Excerpt provided>

U.S. Declares Monkeypox Outbreak National Health Emergency

The U.S. has officially declared the monkeypox outbreak a national health emergency.  This is in addition to various states already declaring their own emergencies.  The designation frees up funds to ramp up vaccination efforts, testing, education, and outreach.  In the meantime, many monkeypox patients feel there is a lack of guidance and have been reporting excruciating pain.  Dominique Mosbergen, medical science reporter at the WSJ, joins us for what to know.


Next, researchers at Yale University have used a new system they created called OrganEx to restore cells in some organs of pigs that had just died.  When blood is no longer pumping through organs the cells begin to die, but with this system, it restored circulation and even repaired some of the damaged cells.  Evan Bush, science reporter at NBC News, joins us for this breakthrough and the ethical questions raised about how medicine defines death.

Tasks to perform>
A. In the health news summary, reproduce the passage from "The U.S. has" to "what to know.", replacing "vaccination efforts" with "immunization efforts".
B. Continue the health news summary beyond its final sentence.

Listed entries>
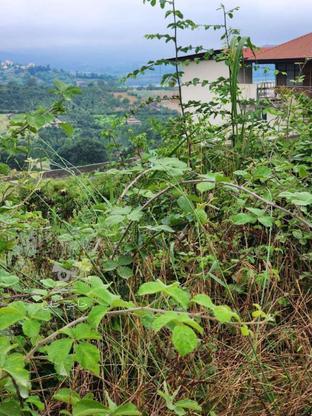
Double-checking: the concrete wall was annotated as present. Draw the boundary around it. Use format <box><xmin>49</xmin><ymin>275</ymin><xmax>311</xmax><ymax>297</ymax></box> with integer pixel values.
<box><xmin>182</xmin><ymin>60</ymin><xmax>257</xmax><ymax>124</ymax></box>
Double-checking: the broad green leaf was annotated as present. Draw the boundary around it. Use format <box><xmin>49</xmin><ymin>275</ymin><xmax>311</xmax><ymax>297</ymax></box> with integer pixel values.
<box><xmin>279</xmin><ymin>192</ymin><xmax>312</xmax><ymax>206</ymax></box>
<box><xmin>177</xmin><ymin>195</ymin><xmax>194</xmax><ymax>214</ymax></box>
<box><xmin>88</xmin><ymin>305</ymin><xmax>108</xmax><ymax>328</ymax></box>
<box><xmin>73</xmin><ymin>399</ymin><xmax>109</xmax><ymax>416</ymax></box>
<box><xmin>194</xmin><ymin>208</ymin><xmax>208</xmax><ymax>225</ymax></box>
<box><xmin>46</xmin><ymin>338</ymin><xmax>73</xmax><ymax>376</ymax></box>
<box><xmin>252</xmin><ymin>166</ymin><xmax>272</xmax><ymax>182</ymax></box>
<box><xmin>164</xmin><ymin>283</ymin><xmax>190</xmax><ymax>309</ymax></box>
<box><xmin>26</xmin><ymin>303</ymin><xmax>51</xmax><ymax>321</ymax></box>
<box><xmin>117</xmin><ymin>266</ymin><xmax>133</xmax><ymax>279</ymax></box>
<box><xmin>53</xmin><ymin>388</ymin><xmax>80</xmax><ymax>405</ymax></box>
<box><xmin>141</xmin><ymin>225</ymin><xmax>174</xmax><ymax>233</ymax></box>
<box><xmin>59</xmin><ymin>123</ymin><xmax>74</xmax><ymax>137</ymax></box>
<box><xmin>0</xmin><ymin>302</ymin><xmax>26</xmax><ymax>330</ymax></box>
<box><xmin>192</xmin><ymin>294</ymin><xmax>215</xmax><ymax>309</ymax></box>
<box><xmin>22</xmin><ymin>319</ymin><xmax>40</xmax><ymax>338</ymax></box>
<box><xmin>175</xmin><ymin>399</ymin><xmax>202</xmax><ymax>412</ymax></box>
<box><xmin>172</xmin><ymin>325</ymin><xmax>198</xmax><ymax>357</ymax></box>
<box><xmin>196</xmin><ymin>182</ymin><xmax>216</xmax><ymax>194</ymax></box>
<box><xmin>138</xmin><ymin>281</ymin><xmax>164</xmax><ymax>296</ymax></box>
<box><xmin>3</xmin><ymin>353</ymin><xmax>31</xmax><ymax>398</ymax></box>
<box><xmin>150</xmin><ymin>157</ymin><xmax>190</xmax><ymax>177</ymax></box>
<box><xmin>0</xmin><ymin>269</ymin><xmax>19</xmax><ymax>288</ymax></box>
<box><xmin>241</xmin><ymin>325</ymin><xmax>250</xmax><ymax>337</ymax></box>
<box><xmin>62</xmin><ymin>323</ymin><xmax>101</xmax><ymax>341</ymax></box>
<box><xmin>116</xmin><ymin>256</ymin><xmax>133</xmax><ymax>266</ymax></box>
<box><xmin>258</xmin><ymin>215</ymin><xmax>273</xmax><ymax>227</ymax></box>
<box><xmin>109</xmin><ymin>403</ymin><xmax>141</xmax><ymax>416</ymax></box>
<box><xmin>246</xmin><ymin>208</ymin><xmax>265</xmax><ymax>217</ymax></box>
<box><xmin>26</xmin><ymin>396</ymin><xmax>44</xmax><ymax>412</ymax></box>
<box><xmin>213</xmin><ymin>305</ymin><xmax>239</xmax><ymax>324</ymax></box>
<box><xmin>127</xmin><ymin>207</ymin><xmax>144</xmax><ymax>222</ymax></box>
<box><xmin>0</xmin><ymin>400</ymin><xmax>22</xmax><ymax>416</ymax></box>
<box><xmin>152</xmin><ymin>311</ymin><xmax>179</xmax><ymax>332</ymax></box>
<box><xmin>231</xmin><ymin>213</ymin><xmax>257</xmax><ymax>225</ymax></box>
<box><xmin>75</xmin><ymin>342</ymin><xmax>100</xmax><ymax>376</ymax></box>
<box><xmin>103</xmin><ymin>260</ymin><xmax>119</xmax><ymax>272</ymax></box>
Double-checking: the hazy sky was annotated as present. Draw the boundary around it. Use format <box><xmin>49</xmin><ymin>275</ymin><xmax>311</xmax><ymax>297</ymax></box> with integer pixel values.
<box><xmin>0</xmin><ymin>0</ymin><xmax>312</xmax><ymax>70</ymax></box>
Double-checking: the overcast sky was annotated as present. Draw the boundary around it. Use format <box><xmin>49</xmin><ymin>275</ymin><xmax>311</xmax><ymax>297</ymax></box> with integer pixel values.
<box><xmin>0</xmin><ymin>0</ymin><xmax>312</xmax><ymax>70</ymax></box>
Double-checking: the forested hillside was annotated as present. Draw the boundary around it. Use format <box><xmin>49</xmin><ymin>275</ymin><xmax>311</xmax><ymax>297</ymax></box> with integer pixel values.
<box><xmin>0</xmin><ymin>0</ymin><xmax>312</xmax><ymax>416</ymax></box>
<box><xmin>0</xmin><ymin>66</ymin><xmax>177</xmax><ymax>169</ymax></box>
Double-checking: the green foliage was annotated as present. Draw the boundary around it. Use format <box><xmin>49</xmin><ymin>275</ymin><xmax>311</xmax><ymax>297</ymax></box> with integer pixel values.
<box><xmin>0</xmin><ymin>0</ymin><xmax>312</xmax><ymax>416</ymax></box>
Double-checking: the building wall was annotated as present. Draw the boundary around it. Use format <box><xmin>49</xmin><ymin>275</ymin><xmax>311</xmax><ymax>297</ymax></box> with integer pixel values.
<box><xmin>182</xmin><ymin>60</ymin><xmax>257</xmax><ymax>124</ymax></box>
<box><xmin>303</xmin><ymin>61</ymin><xmax>312</xmax><ymax>87</ymax></box>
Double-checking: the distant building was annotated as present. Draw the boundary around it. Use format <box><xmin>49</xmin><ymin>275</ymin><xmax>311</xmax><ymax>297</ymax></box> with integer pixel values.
<box><xmin>172</xmin><ymin>32</ymin><xmax>312</xmax><ymax>114</ymax></box>
<box><xmin>127</xmin><ymin>117</ymin><xmax>142</xmax><ymax>126</ymax></box>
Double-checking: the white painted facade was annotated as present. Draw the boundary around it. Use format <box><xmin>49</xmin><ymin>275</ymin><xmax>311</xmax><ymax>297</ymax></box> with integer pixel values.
<box><xmin>182</xmin><ymin>60</ymin><xmax>257</xmax><ymax>122</ymax></box>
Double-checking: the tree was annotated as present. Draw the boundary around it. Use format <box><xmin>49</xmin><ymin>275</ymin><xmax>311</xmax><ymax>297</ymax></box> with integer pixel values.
<box><xmin>54</xmin><ymin>137</ymin><xmax>107</xmax><ymax>166</ymax></box>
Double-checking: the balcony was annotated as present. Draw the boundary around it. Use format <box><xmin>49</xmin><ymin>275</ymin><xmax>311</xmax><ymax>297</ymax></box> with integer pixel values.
<box><xmin>257</xmin><ymin>82</ymin><xmax>312</xmax><ymax>101</ymax></box>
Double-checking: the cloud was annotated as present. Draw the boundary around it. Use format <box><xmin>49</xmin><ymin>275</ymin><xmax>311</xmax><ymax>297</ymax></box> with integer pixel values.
<box><xmin>0</xmin><ymin>0</ymin><xmax>312</xmax><ymax>67</ymax></box>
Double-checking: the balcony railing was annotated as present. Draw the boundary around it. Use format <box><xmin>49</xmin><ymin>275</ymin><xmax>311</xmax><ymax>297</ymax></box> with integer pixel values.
<box><xmin>257</xmin><ymin>82</ymin><xmax>312</xmax><ymax>100</ymax></box>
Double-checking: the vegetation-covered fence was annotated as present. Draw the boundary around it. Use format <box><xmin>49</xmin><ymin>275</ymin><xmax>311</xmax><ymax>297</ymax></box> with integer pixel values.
<box><xmin>0</xmin><ymin>0</ymin><xmax>312</xmax><ymax>416</ymax></box>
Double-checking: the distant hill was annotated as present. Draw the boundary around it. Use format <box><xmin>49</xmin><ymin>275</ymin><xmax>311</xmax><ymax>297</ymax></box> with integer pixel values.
<box><xmin>0</xmin><ymin>60</ymin><xmax>161</xmax><ymax>87</ymax></box>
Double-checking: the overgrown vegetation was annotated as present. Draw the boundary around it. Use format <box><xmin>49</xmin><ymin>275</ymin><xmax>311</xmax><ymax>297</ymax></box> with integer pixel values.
<box><xmin>0</xmin><ymin>0</ymin><xmax>312</xmax><ymax>416</ymax></box>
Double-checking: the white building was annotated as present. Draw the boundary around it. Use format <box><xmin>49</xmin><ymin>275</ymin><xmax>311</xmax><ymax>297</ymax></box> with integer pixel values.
<box><xmin>172</xmin><ymin>33</ymin><xmax>312</xmax><ymax>118</ymax></box>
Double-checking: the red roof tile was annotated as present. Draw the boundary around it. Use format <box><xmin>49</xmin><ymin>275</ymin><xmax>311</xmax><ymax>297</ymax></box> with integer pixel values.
<box><xmin>243</xmin><ymin>46</ymin><xmax>271</xmax><ymax>60</ymax></box>
<box><xmin>250</xmin><ymin>32</ymin><xmax>312</xmax><ymax>61</ymax></box>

Answers to the exercise>
A.
The U.S. has officially declared the monkeypox outbreak a national health emergency.  This is in addition to various states already declaring their own emergencies.  The designation frees up funds to ramp up immunization efforts, testing, education, and outreach.  In the meantime, many monkeypox patients feel there is a lack of guidance and have been reporting excruciating pain.  Dominique Mosbergen, medical science reporter at the WSJ, joins us for what to know.

B.
Finally, Polio is back in the U.S. after being eliminated in 1979.  There was a recent case in an unvaccinated 20-year-old in Rockland County, New York.  What makes this case interesting is that it came from a vaccine derived strain, meaning that it mutated from an oral vaccine that had small amounts of the live virus.  Miranda Dixon-Luinenburg, joins us for this latest case and how it affects the global eradication efforts.